STATED PROBLEM
Images embedded in the records are excluded; print everything else exactly as given.

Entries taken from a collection

--- Start ---

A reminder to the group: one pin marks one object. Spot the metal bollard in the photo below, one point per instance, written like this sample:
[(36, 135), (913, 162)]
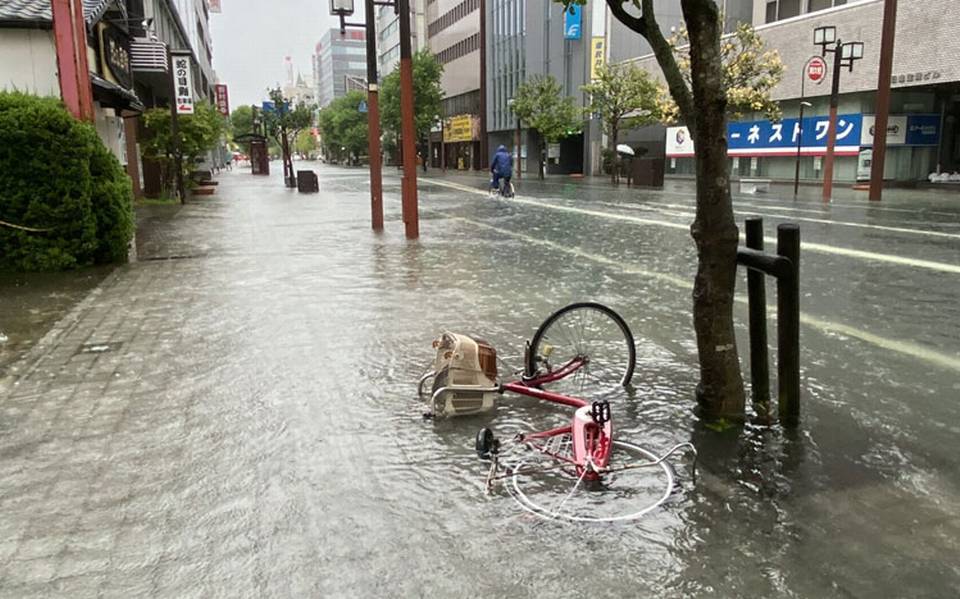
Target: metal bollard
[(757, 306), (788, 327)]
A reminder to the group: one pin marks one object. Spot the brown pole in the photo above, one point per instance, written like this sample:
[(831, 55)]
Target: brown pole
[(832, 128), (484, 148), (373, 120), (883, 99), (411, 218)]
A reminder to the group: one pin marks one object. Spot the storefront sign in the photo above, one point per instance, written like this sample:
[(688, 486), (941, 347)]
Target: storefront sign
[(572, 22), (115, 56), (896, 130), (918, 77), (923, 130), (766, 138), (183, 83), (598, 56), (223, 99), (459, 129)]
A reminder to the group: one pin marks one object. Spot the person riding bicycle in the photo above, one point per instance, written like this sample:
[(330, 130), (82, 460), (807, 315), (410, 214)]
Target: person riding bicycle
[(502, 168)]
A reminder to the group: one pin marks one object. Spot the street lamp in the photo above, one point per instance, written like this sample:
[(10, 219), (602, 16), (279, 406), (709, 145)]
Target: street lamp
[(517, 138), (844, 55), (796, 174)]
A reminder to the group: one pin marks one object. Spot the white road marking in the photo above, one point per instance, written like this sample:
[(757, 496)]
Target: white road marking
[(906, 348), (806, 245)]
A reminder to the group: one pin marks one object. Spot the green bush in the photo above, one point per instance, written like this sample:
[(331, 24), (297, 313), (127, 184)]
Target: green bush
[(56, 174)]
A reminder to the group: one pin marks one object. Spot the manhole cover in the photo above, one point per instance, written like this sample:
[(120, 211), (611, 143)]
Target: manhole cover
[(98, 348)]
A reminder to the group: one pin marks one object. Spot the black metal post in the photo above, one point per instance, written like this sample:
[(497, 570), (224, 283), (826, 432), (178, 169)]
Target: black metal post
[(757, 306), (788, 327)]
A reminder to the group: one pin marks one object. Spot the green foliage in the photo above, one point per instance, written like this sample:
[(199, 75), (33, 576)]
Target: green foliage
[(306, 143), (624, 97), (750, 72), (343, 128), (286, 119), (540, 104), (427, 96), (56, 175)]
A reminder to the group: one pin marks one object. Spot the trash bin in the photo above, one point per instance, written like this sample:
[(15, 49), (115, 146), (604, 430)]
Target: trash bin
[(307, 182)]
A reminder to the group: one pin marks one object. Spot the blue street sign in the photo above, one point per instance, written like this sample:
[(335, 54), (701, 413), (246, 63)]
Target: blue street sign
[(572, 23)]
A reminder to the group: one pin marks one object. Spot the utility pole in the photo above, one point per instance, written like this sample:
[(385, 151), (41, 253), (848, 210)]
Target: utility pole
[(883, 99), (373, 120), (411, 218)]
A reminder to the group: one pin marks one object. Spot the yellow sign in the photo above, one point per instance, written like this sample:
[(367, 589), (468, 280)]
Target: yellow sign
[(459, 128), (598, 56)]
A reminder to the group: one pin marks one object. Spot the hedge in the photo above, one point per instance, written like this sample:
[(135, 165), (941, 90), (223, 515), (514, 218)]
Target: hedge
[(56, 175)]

--- End ---

ANSWER BELOW
A reminder to the group: one pin marks one object. Spot the metal bollard in the photo below, one point per instance, written like this sample:
[(36, 135), (913, 162)]
Target: metal bollard
[(757, 306), (788, 327)]
A reminder to the group: one pin marks one object. Spot the brown pole in the photo above, one point per instance, written like this sample:
[(831, 55)]
Target: brown pole
[(832, 128), (484, 148), (373, 120), (883, 99), (411, 218)]
A reminder to the group: one pin marks one object. Spot the storefront sign in the photo above, one point per instance, written like this sample:
[(688, 486), (941, 347)]
Target: storefront sign
[(572, 22), (115, 56), (896, 130), (918, 77), (923, 130), (766, 138), (183, 83), (598, 56), (223, 99), (459, 129)]
A reminder to the group: one pin marks one object. Spot the person riding bicycle in the photo above, one point per instance, written like this sample:
[(330, 130), (82, 460), (807, 315), (410, 214)]
Target: person riding bicycle
[(502, 168)]
A reminder to the group: one pin marks one object. Spot the street lamp in the photo above, one point per instance, written like this sample:
[(10, 219), (602, 16), (279, 406), (709, 145)]
Target: street lamp
[(517, 138), (844, 55), (796, 174)]
A reminder to the group: one pin marks one object. Spot the white road marking in the photo above, one point per instance, written like this sample:
[(757, 496)]
Target: white road marking
[(906, 348), (806, 245)]
A reminder to the group: one pin marks one object. Spot the green bush in the photo above, one point per instance, written like this sample:
[(331, 24), (297, 313), (127, 184)]
Target: green bush
[(56, 174)]
A reminder to the group: one pin marks one object. Spot the manhole cover in the photo above, one point per instance, written like this sample:
[(120, 211), (611, 143)]
Target: manhole cover
[(98, 348)]
A reminder to the group: one pin marks one object. Spot the black metal post in the photo above, one point per instance, written like this sample:
[(497, 570), (224, 283), (826, 432), (178, 169)]
Target: black metal post
[(757, 306), (788, 327)]
A reminder to the group: one pin marks one object. Spot the green foliage in the photo above, one point per instance, written like this sample:
[(199, 75), (33, 576)]
Target: green foliage
[(306, 143), (624, 97), (750, 72), (343, 128), (286, 119), (540, 104), (427, 96), (56, 175)]
A reminder to the group: one pin marks one object. Spot the trash bin in the photo above, one point per instance, written like this sample:
[(15, 49), (115, 146), (604, 430)]
Target: trash bin
[(307, 182)]
A reminder to the group: one pin marks one object. Spot the blue street sign in the photo above, one point per instance, written like this sample:
[(335, 54), (701, 413), (246, 63)]
Target: blue street sign
[(572, 23)]
A reminder to the group: one pin marks one object. Spot the utility pole in the photo above, one point per instance, written like this sample:
[(385, 151), (41, 253), (848, 210)]
Target: utility pole
[(883, 99), (373, 120), (411, 218)]
A reminder to the group: one pin marks one object. Spot the yellow sign in the photo above, one point per instance, written like this sample:
[(367, 589), (468, 280)]
Target: yellow sign
[(459, 128), (598, 56)]
A reminder to the group: one pin marks one object. Spot the hedge in the photo above, one point per instance, written like this sample:
[(135, 165), (941, 90), (223, 515), (514, 218)]
Target: hedge
[(56, 175)]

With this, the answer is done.